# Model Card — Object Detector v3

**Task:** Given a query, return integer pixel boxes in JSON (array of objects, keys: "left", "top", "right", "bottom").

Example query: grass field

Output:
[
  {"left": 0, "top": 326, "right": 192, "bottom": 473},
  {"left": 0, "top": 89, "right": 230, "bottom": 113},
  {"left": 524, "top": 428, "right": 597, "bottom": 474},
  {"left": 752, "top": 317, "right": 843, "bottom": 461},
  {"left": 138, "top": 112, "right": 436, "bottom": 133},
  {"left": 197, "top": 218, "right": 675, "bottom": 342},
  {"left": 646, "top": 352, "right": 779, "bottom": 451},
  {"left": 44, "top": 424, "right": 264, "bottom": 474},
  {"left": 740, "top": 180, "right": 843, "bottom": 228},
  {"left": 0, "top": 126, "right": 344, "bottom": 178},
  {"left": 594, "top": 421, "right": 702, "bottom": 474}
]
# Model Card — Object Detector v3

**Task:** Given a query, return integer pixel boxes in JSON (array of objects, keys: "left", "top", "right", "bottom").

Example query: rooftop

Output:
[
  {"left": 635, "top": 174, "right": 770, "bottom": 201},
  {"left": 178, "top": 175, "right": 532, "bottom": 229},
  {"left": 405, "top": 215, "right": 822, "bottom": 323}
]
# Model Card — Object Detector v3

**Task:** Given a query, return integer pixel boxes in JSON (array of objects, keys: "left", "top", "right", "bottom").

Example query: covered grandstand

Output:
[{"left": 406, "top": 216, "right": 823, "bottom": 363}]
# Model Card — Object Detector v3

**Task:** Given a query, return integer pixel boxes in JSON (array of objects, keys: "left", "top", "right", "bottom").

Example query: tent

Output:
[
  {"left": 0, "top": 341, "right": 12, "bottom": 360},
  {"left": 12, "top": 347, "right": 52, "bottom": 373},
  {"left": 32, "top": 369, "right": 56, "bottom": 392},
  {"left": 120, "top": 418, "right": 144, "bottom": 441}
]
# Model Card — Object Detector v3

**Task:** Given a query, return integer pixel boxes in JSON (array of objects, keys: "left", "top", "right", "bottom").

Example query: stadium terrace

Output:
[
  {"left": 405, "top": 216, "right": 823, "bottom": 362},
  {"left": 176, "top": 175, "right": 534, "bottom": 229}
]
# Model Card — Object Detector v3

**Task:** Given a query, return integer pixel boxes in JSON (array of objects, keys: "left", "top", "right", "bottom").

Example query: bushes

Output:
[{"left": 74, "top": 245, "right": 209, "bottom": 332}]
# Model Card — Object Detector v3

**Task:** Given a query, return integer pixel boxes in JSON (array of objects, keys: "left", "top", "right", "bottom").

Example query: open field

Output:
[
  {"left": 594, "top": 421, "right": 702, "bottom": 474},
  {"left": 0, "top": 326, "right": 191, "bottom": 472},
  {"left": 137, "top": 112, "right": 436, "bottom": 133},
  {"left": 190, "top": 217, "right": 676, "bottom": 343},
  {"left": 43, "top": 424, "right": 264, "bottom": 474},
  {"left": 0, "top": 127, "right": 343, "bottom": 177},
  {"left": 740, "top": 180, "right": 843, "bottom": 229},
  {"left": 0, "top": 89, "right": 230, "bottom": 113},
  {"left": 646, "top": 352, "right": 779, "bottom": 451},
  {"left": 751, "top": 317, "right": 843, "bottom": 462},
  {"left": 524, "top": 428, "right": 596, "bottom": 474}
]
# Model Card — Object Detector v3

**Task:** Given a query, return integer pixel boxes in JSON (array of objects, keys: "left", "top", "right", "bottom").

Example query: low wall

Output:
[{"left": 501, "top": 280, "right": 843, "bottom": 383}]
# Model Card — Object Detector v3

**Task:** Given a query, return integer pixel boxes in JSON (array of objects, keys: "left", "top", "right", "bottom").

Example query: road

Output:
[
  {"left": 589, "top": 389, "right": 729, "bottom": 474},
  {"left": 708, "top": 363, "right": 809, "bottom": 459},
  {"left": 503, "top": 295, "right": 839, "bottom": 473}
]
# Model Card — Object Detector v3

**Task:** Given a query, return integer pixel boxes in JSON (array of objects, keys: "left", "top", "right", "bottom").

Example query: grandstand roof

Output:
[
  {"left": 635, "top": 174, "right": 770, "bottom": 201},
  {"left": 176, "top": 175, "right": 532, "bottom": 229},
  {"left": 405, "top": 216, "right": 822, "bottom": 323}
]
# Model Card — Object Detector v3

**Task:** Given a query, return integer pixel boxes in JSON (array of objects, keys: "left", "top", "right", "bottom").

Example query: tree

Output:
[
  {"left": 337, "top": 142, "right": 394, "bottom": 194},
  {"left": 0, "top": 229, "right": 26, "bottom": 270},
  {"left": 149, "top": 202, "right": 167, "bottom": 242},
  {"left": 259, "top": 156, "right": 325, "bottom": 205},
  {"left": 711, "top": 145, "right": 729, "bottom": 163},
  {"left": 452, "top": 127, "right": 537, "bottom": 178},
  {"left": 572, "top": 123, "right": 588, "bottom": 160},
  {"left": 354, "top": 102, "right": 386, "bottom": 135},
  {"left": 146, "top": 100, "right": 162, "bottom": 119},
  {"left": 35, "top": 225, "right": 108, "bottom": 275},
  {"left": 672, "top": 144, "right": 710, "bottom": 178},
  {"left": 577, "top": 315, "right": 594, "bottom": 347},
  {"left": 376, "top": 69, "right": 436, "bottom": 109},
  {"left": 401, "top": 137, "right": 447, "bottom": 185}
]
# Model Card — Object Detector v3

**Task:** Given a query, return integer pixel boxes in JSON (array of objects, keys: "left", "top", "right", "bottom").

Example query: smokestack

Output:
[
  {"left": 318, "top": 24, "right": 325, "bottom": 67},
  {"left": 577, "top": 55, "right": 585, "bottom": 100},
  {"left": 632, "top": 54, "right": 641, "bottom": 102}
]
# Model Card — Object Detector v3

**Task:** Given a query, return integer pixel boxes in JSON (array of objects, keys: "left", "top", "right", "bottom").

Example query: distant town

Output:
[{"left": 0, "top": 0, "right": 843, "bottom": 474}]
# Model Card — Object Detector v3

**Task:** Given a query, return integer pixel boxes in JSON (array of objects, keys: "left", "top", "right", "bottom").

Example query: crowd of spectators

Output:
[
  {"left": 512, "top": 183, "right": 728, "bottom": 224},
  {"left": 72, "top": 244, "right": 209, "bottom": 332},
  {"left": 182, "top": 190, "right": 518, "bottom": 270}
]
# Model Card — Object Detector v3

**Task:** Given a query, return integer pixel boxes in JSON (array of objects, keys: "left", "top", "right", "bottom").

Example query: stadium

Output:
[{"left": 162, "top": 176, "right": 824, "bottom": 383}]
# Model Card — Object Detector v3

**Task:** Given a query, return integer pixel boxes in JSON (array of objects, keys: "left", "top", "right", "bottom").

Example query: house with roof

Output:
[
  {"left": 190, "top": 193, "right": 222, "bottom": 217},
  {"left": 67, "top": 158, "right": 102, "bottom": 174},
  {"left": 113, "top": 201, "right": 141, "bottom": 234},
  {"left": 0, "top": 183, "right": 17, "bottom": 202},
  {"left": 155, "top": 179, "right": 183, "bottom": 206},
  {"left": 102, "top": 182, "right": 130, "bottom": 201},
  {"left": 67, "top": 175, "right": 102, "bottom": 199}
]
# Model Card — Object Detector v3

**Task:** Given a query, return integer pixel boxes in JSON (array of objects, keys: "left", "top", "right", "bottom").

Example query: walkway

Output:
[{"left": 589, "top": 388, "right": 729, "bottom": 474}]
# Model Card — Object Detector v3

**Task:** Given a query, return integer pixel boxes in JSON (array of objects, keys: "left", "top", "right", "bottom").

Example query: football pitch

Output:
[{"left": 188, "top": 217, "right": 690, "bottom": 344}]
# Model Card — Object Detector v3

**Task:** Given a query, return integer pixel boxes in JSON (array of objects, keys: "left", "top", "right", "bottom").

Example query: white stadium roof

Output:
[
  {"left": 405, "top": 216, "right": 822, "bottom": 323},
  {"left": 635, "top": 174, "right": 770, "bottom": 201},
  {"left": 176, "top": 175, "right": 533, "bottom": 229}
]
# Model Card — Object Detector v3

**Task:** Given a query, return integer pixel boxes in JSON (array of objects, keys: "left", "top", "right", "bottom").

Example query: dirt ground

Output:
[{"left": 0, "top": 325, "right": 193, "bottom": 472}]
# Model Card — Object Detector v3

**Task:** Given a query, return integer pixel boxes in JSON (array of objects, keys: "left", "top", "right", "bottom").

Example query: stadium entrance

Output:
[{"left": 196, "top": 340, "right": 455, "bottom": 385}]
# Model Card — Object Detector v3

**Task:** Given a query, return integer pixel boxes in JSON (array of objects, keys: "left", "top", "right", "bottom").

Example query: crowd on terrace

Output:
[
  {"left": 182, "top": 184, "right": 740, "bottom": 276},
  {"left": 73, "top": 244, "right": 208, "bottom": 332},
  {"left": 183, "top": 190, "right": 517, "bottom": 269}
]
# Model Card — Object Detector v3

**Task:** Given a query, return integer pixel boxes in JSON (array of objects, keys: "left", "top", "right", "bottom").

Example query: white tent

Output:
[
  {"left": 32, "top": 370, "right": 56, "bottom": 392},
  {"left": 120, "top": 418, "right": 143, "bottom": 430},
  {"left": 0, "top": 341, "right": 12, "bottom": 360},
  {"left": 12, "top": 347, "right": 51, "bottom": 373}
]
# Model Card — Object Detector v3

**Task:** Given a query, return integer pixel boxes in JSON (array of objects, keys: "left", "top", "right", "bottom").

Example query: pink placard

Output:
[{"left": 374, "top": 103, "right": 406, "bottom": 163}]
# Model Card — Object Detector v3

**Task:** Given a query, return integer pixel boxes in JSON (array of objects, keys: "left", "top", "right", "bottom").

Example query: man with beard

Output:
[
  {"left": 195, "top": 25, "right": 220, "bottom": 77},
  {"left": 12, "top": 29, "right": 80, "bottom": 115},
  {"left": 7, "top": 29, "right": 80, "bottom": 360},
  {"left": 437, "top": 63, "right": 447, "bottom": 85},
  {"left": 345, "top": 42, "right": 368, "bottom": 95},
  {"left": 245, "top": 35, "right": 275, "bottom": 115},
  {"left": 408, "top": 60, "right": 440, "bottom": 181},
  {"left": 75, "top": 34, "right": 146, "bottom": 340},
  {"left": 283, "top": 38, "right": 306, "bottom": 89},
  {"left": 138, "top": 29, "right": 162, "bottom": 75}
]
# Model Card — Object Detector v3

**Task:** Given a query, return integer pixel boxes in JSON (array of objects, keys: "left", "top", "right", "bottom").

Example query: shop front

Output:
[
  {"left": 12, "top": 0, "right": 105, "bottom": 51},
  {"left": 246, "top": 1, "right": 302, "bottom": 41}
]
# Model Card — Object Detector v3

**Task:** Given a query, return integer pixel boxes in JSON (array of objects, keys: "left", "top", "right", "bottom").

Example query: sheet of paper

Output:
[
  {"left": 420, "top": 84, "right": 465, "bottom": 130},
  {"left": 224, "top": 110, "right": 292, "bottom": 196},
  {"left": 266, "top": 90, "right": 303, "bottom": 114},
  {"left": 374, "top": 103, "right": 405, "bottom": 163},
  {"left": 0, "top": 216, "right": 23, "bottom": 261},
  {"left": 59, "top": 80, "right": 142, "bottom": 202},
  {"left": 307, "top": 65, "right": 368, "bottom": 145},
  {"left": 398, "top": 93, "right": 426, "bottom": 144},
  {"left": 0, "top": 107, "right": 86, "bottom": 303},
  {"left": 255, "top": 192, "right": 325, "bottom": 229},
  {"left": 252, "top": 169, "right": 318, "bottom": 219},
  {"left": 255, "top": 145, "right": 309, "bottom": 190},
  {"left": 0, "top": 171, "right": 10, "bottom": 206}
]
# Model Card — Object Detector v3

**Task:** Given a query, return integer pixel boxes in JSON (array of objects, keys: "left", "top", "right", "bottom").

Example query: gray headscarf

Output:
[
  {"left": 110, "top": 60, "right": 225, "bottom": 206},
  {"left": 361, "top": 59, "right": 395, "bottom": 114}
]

◆ **TASK OBJECTIVE**
How many lines in the entries above contain the string "tent"? Reply with the number alone.

◆ **REPLY TO THE TASK**
2